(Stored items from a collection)
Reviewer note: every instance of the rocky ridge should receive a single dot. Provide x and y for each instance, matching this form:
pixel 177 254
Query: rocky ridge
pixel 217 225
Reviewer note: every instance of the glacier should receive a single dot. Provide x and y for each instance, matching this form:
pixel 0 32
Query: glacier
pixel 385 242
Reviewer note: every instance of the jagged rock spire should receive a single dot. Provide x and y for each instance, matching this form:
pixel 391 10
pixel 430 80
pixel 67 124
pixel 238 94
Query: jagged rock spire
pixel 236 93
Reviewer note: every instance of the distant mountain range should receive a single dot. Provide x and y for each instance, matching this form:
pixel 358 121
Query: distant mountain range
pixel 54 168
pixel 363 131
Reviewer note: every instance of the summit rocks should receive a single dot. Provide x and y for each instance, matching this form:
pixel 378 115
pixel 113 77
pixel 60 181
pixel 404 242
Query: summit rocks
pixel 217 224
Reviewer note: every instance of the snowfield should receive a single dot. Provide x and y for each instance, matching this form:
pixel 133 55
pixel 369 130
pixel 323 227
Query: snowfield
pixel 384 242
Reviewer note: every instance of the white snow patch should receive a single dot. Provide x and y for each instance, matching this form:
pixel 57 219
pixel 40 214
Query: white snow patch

> _Problem to work on_
The response should consist of all the entries, copied without any alteration.

> _Completed task_
Reviewer note: every instance of the rocky ridge should receive a single dot. Provide x and y for each instance, matching this form:
pixel 177 254
Query: rocky ridge
pixel 217 225
Reviewer note: every instance of the glacier should receive a single dot. Provide x and y for each instance, matching this form:
pixel 0 32
Query: glacier
pixel 385 242
Reviewer note: every instance of the jagged rock spire should receive a single dot. Provide x and y for each instance, matching this form:
pixel 391 10
pixel 430 80
pixel 67 124
pixel 238 94
Query: jagged rock spire
pixel 236 93
Reviewer note: every instance of the distant mountain range should receive a single dot. Provide x and y for each instance, matching this form:
pixel 358 121
Query: distant mountain range
pixel 54 168
pixel 363 131
Reviewer note: every instance of the summit rocks should receive a single dot. Provide x and y for each instance, matching this form:
pixel 378 115
pixel 113 77
pixel 60 181
pixel 404 242
Query: summit rocks
pixel 217 224
Reviewer note: every instance of the snowfield should receive a single dot. Provide x and y for each instance, matching this form:
pixel 133 55
pixel 369 130
pixel 323 227
Query: snowfield
pixel 384 242
Reviewer note: every instance of the white snow patch should receive a single dot. Provide x and y for each instance, matching this form:
pixel 57 219
pixel 40 214
Query: white snow patch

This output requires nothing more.